* [EXTRACT TO READ]
"""
There have been a lot of locked-room mysteries recently and I think this is my favorite so far. Set in the Swiss Alps in a renovated TB Sanatorium, Elin and her boyfriend visits her brother and fiance to celebrate their recent engagement. But they’re quickly trapped there due to an impending snowstorm and the fear of avalanche. Soon, staff members start disappearing and the person responsible must be at the hotel with them. Luckily, Elin is a detective on leave and, while communicating with the local Swiss authorities by phone, takes the lead in the investigation.

I was on the edge of my seat and constantly guessing who the culprit was. I had a few top contenders (one was correct) but had no idea about the motive. I love it when thrillers surprise me and this one had me glued to the page until the very last scene. I’m also wondering if there’s going to be a sequel?

Fortress of the Stone dragon by Tracey West
This is the 17th book in this series and my 7 year old was captivated by it! The evil wizard Astrid is putting together ingredients for a spell to bring back dinosaurs and take over the world. Drake and his friends are up to the task to stop her, but the cliffhanger ending had me reaching for the next book… which our library doesn’t have yet! It was just published in March, so we’re eagerly anticipating their purchase.

This series has been so fun, even for me. I’ve enjoyed getting to know the different Dragon Masters and Wizards throughout the world. Last Friday we started The Hobbit, which is going to take a little while longer to get through, so don’t be surprised if I don’t share any finished read alouds over the next few weeks!

Daisy Jones & the Six by Taylor Jenkins Reid
“I think you have to have faith in people before they earn it. Otherwise it’s not faith, right?”

“But loving somebody isn’t perfection and good times and laughing and making love. Love is forgiveness and patience and faith and every once in a while, it’s a gut punch. That’s why it’s a dangerous thing, when you go loving the wrong person. When you love somebody who doesn’t deserve it. You have to be with someone that deserves your faith and you have to be deserving of someone else’s. It’s sacred.”

Hands down: this is the best audiobook I’ve ever listened to. This book is perfect for that format! This story is told in interview-style – lots of people telling you about their memories of their band from the 70s and it quickly flashes back and forth between the characters. In the audiobook, each character has its own narrator and they are perfect. I felt like I was really listening to Daisy Jones & the Six. In fact, I wasn’t sure 1) if some of these actors were actually the band members and not actors at all; and 2) if this band actually existed. I looked it up and learned that this is completely fictional, but Taylor Jenkins Reid really had me going for about 2/3 of the book!
"""
* [RECORDED INFORMATION]
"""
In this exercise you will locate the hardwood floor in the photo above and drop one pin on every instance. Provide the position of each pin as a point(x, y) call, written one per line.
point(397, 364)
"""
* [PROBLEM]
According to the book reviews above, where is the locked-room mystery set?

* [SOLUTION TO THIS TASK]
In a renovated TB sanatorium in the Swiss Alps.